**取り組む課題**
1/ 大魔神の映画レビューのうち、「Amazon Prime Video(シネマコレクション」から下へ「ラカツマ)は姿を見せません。」までをすべてそのまま書き写せ。
2/ 大魔神の映画レビューの筆者は、この映画をどこで鑑賞したか。

**提示された文章**
「阿羅羯磨(アラカツマ)、憤怒の進撃!」大魔神 しゅうへいさんの映画レビュー(感想・評価)
阿羅羯磨(アラカツマ)、憤怒の進撃!
大魔神シリーズ第1作。
Amazon Prime Video(シネマコレクション by KADOKAWA)で鑑賞。
ガメラシリーズと双璧を成す、大映特撮映画の看板シリーズが誕生。時代劇と特撮の融合によって、大人の鑑賞にも耐え得る良作となっていました。ストーリーは勧善懲悪のシンプルさで、誰が観ても入り込み易くなっているのがこれまた良き…
大魔神出現の要因は、恨み、呪い、復讐…。大映作品らしさ全開のおどろおどろしさが、伊福部昭の劇伴と相まって、他の特撮作品には無い存在感を醸し出しているなぁ、と…
怪獣映画と言えば平均的に2回から3回、怪獣出現シーンが挿入されるものですが、本作においては、クライマックスまで大魔神阿羅羯磨(アラカツマ)は姿を見せません。

**提供された情報**
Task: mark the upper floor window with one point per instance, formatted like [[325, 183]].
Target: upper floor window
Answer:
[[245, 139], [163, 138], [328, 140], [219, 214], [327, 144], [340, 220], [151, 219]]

**各課題の解答**
1/
Amazon Prime Video(シネマコレクション by KADOKAWA)で鑑賞。
ガメラシリーズと双璧を成す、大映特撮映画の看板シリーズが誕生。時代劇と特撮の融合によって、大人の鑑賞にも耐え得る良作となっていました。ストーリーは勧善懲悪のシンプルさで、誰が観ても入り込み易くなっているのがこれまた良き…
大魔神出現の要因は、恨み、呪い、復讐…。大映作品らしさ全開のおどろおどろしさが、伊福部昭の劇伴と相まって、他の特撮作品には無い存在感を醸し出しているなぁ、と…
怪獣映画と言えば平均的に2回から3回、怪獣出現シーンが挿入されるものですが、本作においては、クライマックスまで大魔神阿羅羯磨(アラカツマ)は姿を見せません。

2/ Amazon Prime Video(シネマコレクション by KADOKAWA)で鑑賞した。